▶ Written instruction
Pick out and copy each line of the records below that contains the string "glass". Case counts.

▶ Records shown
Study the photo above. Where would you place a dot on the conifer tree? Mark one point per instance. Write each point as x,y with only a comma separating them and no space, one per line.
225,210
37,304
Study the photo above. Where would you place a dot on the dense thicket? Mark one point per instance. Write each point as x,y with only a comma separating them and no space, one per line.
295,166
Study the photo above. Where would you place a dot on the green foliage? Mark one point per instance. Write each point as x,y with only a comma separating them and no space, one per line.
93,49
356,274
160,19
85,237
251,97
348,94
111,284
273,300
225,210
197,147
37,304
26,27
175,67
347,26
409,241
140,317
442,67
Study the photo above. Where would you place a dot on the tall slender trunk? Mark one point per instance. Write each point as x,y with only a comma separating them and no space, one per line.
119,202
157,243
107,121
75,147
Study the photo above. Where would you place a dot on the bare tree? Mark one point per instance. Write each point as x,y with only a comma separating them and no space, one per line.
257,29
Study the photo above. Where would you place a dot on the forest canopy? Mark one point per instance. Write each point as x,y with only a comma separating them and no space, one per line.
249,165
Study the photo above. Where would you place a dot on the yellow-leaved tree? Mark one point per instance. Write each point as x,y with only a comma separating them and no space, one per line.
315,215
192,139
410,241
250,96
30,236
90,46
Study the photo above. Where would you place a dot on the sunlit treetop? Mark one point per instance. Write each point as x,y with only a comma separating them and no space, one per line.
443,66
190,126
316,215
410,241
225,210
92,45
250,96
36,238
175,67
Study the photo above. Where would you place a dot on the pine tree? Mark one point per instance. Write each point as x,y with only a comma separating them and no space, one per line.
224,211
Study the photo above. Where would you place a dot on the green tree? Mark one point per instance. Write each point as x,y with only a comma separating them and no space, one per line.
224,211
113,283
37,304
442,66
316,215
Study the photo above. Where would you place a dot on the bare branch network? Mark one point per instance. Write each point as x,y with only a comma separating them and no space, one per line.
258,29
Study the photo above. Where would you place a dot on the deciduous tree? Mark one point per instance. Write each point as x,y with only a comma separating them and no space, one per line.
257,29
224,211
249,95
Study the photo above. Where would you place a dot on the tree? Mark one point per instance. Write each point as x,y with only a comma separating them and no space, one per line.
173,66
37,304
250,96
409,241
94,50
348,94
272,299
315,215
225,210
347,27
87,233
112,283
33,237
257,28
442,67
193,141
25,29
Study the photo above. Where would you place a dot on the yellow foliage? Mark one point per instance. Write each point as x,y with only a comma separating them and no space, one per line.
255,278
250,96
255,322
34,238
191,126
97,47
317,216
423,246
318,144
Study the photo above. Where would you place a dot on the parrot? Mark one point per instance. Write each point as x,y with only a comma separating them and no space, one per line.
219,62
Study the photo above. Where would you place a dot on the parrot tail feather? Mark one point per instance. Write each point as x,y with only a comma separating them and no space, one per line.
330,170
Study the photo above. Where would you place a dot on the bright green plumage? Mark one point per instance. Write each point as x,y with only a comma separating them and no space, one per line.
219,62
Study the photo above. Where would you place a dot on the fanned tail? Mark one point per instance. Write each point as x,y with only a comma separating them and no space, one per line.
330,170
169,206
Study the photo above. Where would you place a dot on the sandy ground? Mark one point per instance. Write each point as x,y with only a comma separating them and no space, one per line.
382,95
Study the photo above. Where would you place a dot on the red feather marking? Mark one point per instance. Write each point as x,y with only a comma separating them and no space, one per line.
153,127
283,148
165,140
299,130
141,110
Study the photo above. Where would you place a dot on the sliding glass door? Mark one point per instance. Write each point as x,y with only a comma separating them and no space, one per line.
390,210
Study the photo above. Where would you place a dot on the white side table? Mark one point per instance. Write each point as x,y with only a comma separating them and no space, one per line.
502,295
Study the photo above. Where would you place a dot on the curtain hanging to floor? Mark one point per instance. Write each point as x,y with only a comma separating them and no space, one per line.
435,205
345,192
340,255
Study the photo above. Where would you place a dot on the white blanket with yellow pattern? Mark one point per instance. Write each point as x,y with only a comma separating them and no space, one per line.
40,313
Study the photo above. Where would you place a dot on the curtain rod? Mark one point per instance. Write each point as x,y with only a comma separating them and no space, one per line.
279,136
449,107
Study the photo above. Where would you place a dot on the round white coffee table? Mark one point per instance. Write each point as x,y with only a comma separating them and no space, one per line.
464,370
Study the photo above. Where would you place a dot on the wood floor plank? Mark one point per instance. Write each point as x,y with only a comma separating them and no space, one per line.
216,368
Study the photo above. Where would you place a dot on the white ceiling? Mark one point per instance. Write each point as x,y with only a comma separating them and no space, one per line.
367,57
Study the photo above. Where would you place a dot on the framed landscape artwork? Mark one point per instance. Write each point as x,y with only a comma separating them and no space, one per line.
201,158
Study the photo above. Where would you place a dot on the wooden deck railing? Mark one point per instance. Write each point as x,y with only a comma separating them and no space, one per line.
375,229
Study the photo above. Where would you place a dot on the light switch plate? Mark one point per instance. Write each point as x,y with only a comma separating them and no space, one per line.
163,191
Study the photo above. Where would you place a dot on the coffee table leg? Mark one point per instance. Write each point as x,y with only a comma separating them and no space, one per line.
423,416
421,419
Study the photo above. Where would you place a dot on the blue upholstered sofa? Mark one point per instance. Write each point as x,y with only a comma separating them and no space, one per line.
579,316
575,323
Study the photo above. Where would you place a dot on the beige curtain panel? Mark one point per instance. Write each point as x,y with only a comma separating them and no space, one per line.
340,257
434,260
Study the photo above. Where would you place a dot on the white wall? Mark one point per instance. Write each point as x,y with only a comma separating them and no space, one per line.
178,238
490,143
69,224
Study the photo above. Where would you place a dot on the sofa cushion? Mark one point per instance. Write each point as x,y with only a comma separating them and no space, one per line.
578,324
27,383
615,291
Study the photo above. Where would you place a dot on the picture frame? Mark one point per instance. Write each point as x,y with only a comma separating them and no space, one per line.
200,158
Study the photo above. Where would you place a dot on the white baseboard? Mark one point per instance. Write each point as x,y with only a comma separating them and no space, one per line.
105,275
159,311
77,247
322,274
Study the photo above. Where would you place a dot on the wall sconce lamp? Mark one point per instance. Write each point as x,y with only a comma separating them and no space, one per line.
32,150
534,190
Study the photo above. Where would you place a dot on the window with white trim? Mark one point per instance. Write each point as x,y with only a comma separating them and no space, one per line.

---

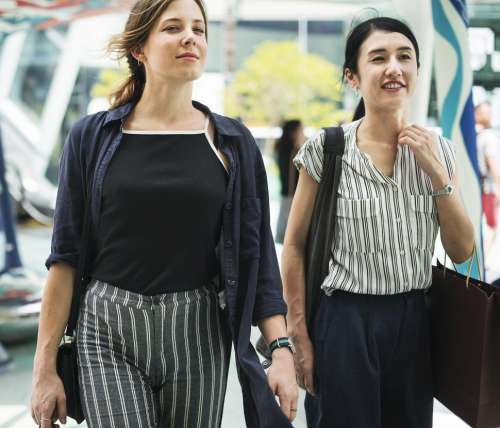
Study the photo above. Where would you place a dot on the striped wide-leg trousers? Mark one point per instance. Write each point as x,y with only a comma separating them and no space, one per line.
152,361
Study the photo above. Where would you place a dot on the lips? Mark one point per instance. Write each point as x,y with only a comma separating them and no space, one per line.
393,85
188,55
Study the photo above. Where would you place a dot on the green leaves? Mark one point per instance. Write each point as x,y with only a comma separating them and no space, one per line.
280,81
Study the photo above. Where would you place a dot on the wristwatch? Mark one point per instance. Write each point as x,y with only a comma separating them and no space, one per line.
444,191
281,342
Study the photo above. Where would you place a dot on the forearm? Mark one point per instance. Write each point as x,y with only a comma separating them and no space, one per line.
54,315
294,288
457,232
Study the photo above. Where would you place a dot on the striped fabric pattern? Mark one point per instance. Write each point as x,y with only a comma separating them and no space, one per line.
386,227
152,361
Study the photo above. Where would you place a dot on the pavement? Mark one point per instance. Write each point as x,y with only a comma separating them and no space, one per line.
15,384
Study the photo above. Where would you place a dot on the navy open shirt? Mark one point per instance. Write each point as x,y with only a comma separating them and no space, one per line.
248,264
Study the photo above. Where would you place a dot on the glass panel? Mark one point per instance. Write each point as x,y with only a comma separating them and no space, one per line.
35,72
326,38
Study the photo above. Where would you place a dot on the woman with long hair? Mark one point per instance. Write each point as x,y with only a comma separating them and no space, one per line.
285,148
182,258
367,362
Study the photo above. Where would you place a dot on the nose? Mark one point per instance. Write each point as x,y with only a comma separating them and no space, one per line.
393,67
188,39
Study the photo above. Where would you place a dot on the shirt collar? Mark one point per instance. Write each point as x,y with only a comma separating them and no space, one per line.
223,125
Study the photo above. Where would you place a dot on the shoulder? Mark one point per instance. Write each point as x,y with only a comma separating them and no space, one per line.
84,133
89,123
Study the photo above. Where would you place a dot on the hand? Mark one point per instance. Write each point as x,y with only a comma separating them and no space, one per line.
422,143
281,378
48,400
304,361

▶ Complete answer
Study the photo above. Where would you place a dot on the sliding glass door? Mark one point per instance. Write each point as x,y with only a comma separating them and no space, one per line.
Study the photo above. Where would you place a dot on the glass panel? Mark one point per instance. Write each point as x,y with only a comma separating them and no space, one per line.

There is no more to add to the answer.